** Start EXERCISE MATERIALS **

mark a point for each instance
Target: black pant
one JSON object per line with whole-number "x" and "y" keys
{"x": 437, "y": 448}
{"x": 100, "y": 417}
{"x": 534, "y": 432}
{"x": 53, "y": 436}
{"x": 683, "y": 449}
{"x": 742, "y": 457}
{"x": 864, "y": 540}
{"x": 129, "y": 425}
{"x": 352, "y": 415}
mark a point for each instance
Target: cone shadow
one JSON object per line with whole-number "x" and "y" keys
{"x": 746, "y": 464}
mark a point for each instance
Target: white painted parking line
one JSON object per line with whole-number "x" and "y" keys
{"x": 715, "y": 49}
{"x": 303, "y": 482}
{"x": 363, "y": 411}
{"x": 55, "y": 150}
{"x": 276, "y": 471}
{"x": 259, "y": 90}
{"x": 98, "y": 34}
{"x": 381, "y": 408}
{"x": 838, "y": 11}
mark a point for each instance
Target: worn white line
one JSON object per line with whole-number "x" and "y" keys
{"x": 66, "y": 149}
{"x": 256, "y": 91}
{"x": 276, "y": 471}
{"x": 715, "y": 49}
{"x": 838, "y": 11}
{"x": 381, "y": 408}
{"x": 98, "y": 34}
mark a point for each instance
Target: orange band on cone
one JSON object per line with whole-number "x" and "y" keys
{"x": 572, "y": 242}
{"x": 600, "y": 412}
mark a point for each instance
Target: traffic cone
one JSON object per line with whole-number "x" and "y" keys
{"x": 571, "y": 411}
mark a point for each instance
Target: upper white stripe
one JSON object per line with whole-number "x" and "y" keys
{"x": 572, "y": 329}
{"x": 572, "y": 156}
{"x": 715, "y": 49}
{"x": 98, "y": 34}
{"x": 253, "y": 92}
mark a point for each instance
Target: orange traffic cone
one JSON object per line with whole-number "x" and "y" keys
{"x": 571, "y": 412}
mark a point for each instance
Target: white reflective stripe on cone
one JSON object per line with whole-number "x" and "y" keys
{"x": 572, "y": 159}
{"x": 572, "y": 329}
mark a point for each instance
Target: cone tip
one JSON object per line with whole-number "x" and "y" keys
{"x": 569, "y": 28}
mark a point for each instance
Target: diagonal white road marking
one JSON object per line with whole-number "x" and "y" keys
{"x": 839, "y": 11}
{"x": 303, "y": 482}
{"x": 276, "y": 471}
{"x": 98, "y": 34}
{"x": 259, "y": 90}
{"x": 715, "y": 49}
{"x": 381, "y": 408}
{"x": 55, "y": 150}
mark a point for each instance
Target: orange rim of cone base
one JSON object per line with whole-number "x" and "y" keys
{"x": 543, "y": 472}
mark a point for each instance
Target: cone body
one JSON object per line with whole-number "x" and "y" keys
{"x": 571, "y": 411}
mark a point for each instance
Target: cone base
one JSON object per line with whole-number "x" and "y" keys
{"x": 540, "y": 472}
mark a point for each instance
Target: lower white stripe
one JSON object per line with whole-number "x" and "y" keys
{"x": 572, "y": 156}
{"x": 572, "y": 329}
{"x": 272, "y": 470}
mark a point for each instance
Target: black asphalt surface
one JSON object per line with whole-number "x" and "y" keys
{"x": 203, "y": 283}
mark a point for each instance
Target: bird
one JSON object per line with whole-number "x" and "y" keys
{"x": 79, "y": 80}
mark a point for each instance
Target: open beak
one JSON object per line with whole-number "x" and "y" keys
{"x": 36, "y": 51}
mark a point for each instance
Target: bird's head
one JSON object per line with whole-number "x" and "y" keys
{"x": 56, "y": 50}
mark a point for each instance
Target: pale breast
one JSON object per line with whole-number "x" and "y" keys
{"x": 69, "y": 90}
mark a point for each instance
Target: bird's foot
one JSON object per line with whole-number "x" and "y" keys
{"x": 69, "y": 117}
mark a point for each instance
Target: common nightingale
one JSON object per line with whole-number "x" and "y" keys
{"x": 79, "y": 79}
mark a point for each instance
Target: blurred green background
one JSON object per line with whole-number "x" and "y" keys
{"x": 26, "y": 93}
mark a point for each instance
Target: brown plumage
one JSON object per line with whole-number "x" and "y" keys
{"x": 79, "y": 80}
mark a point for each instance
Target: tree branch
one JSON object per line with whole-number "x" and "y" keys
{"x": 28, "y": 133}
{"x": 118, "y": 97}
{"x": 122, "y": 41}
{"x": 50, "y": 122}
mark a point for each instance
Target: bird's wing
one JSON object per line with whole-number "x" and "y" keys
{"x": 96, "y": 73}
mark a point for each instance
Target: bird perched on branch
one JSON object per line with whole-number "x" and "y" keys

** End EXERCISE MATERIALS **

■ PROBLEM STATEMENT
Please tally how many lines in the entries above contain the string "stripe", matching case exactly, and reply with the number alone.

■ REPLY TO THE EXERCISE
3